▸ TEXT PASSAGE
__________________________________________________
Jawbreaker are one of the most influential punk rock bands of all time, and some of the first purveyors of emo’s early ’90s reinvention, which is amazing considering they only put out four albums. But here's the thing: Their songs are life-changers, completely re-working what punk was capable of doing through a deceptively simple guise, be it their early pop-punk material or their later slick-rock, major-label era. Here are their 10 best songs.
Jawbreaker's first album, Unfun, only hints at the genius to come, and “Busy” isn't brilliant. The tune's simple punk could have been played by any number of Bay Area bands of the time. But it's earnest, sincere and within its lyrics and guitar work lie suggestions of what's to come. It's the band at their feel-good best, and considering all the great, meaty misery they left us to commiserate with, it's nice to balance that with something positive. “Busy” excels at lifting you up in a way the band rarely did again.
9. “Sea Foam Green”
This track from Lookout! Records Punk USA compilation perfectly sums up the band's strengths during the 24 Hour Revenge Therapy era: brooding songs that build and explode into celebrations that offer catharsis after ennui. But “Sea Foam Green” had something extra––an incredible structure that proved the band's songwriting skills were evolving beyond your average scrappy Gilman Street pop-punk band.
8. “Accident Prone”
__________________________________________________
▸ RECORDS PROVIDED
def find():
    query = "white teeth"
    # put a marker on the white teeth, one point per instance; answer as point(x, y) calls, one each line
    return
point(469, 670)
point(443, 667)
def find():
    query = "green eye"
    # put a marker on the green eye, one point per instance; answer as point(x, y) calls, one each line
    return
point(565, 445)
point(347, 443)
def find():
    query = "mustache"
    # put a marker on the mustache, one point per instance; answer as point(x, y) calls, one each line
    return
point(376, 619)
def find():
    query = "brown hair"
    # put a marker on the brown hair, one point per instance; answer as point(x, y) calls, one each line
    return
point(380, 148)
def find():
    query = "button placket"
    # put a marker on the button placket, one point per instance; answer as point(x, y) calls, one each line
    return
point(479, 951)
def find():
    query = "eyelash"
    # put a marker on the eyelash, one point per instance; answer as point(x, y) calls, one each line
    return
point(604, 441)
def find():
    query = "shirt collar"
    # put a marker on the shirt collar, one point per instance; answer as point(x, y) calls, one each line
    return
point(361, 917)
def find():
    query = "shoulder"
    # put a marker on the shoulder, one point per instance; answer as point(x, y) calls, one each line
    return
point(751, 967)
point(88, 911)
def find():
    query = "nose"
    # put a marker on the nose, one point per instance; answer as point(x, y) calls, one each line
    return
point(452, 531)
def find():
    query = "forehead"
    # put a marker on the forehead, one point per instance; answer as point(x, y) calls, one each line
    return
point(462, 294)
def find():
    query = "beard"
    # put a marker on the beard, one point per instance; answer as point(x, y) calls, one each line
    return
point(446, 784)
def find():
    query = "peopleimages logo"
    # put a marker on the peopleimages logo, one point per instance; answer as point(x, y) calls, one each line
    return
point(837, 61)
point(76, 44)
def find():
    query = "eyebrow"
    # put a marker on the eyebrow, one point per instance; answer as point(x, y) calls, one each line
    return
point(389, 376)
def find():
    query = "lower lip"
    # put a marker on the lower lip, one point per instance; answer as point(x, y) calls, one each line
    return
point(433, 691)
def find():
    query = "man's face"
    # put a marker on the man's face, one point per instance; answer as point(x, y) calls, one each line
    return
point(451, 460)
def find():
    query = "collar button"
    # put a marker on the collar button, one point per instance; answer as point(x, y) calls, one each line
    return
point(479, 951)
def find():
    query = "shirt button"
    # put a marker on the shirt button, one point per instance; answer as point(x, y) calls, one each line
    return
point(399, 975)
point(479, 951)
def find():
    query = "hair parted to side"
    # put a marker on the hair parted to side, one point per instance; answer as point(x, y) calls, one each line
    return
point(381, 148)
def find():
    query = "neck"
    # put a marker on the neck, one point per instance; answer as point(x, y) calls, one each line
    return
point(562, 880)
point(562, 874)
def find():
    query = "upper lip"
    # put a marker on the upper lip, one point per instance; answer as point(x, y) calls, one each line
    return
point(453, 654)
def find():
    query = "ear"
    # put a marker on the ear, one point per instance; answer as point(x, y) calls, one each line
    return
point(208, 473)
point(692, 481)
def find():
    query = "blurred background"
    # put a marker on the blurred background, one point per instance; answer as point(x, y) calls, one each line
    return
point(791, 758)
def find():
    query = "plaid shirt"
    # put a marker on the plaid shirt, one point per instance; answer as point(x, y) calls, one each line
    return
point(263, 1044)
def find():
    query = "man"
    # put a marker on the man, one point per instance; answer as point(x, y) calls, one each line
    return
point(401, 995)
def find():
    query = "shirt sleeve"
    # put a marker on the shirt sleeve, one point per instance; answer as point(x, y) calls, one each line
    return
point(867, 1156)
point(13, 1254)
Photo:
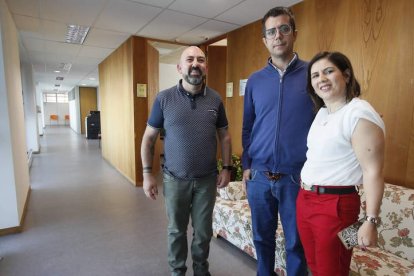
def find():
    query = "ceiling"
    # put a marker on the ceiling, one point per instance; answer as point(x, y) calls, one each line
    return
point(42, 27)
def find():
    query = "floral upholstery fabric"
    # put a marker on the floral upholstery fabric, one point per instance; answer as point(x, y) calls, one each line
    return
point(395, 252)
point(234, 191)
point(393, 256)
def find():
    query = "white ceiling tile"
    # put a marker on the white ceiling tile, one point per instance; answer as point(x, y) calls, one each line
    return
point(62, 48)
point(157, 3)
point(38, 67)
point(94, 52)
point(249, 11)
point(24, 7)
point(33, 44)
point(125, 16)
point(170, 24)
point(208, 30)
point(81, 12)
point(106, 39)
point(54, 31)
point(205, 8)
point(42, 27)
point(29, 25)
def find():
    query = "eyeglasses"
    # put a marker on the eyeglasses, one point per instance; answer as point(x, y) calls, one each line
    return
point(284, 29)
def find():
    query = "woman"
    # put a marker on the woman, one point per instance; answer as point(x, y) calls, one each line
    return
point(345, 149)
__________________________________________________
▸ WHAT THE TASK REQUIRES
Extend the ranking of Jawbreaker's best songs from the point where it stops, starting with the entry for “Accident Prone.”

▸ TASK OUTPUT
The band's fourth and final album, Dear You, was hotly contested amongst punks when it came out to an embarrassing degree (hey, if nothing else, we care about our bands). Love it or not, “Accident Prone” showcases dynamics that annihilate: the song builds up to a huge peak that, when playing in the background, might just pester or annoy. But when given your full attention on headphones, it's one of the most satisfying moments of glorious despair in punk history.
7. “Chesterfield King”
Every Jawbreaker fan loves “Chesterfield King,” and for good reason: The song sticks out on the oft-miserable Bivouac as being both amazingly tender and surprisingly upbeat. It's a feel-good love song set to melodic punk rock, with a vocal pattern that barely lets up throughout the whole thing. There's even a guitar solo…almost? What's not to love? By the time the final verse bops up, it becomes clear that this is one of the great punk love songs of all time.
6. “Ashtray Monument”
It's absurd and pretty embarrassing to quote Jawbreaker lyrics. At their best, they are phenomenal in their simplicity and crushing in their poetics. Tossing off a line here or there in a list or review doesn't do it justice, so I'll keep it to a minimum (this seems like as good a time as any to remind you of the absurdly cutting couplet “Stick a fork in a socket/have sex alone”); I'll instead urge every one of you to listen to this song, read along with the lyrics, and understand what it is to feel pure emotion through music.
The first Jawbreaker song I fell in love with, and it still hits hard all these years later. Never has the mixture of a sad verse and a happy chorus mixed together so well, a glorious melancholy delivered with a shrugged shoulder and a sympathetic smile. The best happy-sad/sad-happy punk song of all time.
4. “Jet Black”
Jawbreaker were at their most powerful when they were playing through their bad moods; “Jet Black” was an almost unbearable example of this. How anyone manages to sing “I am jet black/I am stone cold” without sounding cliché is beyond me. But here the words are delivered with an emotional flatline that only adds to the overwhelming feeling that, yeah, maybe things weren't going so great for these guys despite the major-label deal and all. One of those rare songs that actually makes me think “uh-oh” when it comes on.
3. “In Sadding Around”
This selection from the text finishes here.